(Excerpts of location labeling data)
===============

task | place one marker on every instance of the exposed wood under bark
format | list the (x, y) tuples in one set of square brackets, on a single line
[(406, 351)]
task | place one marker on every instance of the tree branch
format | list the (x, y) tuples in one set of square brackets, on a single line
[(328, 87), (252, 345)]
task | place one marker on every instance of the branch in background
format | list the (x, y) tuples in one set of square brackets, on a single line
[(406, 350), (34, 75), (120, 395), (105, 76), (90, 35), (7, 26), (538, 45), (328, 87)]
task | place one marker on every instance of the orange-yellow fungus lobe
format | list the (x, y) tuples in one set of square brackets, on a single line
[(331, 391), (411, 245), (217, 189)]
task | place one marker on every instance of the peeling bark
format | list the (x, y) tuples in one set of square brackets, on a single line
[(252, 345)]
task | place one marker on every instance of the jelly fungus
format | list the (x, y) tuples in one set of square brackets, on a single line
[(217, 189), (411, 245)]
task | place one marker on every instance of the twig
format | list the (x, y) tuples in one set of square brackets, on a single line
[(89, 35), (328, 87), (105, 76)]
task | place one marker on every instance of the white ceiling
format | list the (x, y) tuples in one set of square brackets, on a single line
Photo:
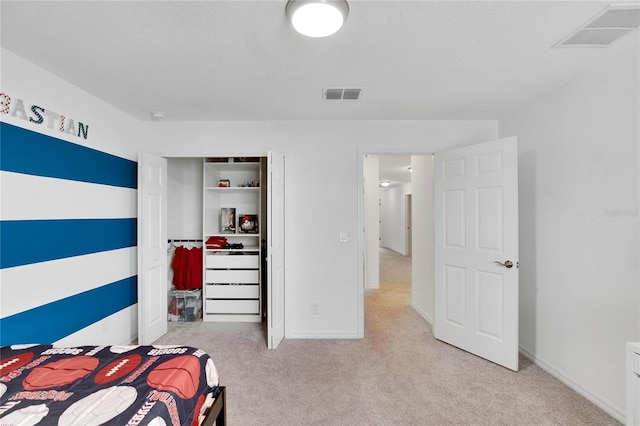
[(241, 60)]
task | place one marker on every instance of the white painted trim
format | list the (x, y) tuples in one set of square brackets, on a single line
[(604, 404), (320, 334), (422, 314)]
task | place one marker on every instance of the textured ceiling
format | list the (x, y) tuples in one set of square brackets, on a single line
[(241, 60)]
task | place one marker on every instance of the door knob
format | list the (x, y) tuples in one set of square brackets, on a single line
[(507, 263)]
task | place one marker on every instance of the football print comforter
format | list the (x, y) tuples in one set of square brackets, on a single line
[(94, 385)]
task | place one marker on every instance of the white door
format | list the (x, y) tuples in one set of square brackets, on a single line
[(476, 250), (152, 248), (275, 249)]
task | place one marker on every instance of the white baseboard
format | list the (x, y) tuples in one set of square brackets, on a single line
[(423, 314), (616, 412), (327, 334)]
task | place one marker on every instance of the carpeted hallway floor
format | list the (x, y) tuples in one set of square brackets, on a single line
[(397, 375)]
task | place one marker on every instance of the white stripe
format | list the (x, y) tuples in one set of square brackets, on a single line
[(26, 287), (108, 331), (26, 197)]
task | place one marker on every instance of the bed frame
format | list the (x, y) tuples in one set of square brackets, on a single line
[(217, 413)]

===============

_WRITTEN TASK:_ Copy the entries word for word, from the line with "task | place one marker on every instance of the twig" to the line with "[(604, 404), (320, 334), (422, 314)]", both lines included. Leave out any pictures.

_FULL OUTPUT:_
task | place one marker on every instance of the twig
format | list the (x, y) tuples in one set of square brackets, on a single line
[(89, 35), (328, 87), (105, 76)]
task | place one marker on every instance of the white ceiling
format | list the (x, y) tuples in one set of square brackets, on a single line
Photo:
[(241, 60)]
task | place one marker on every instance of the white painted trim
format | list the (x, y) tuples in one set of square brackets, on a single line
[(604, 404), (320, 334), (422, 314)]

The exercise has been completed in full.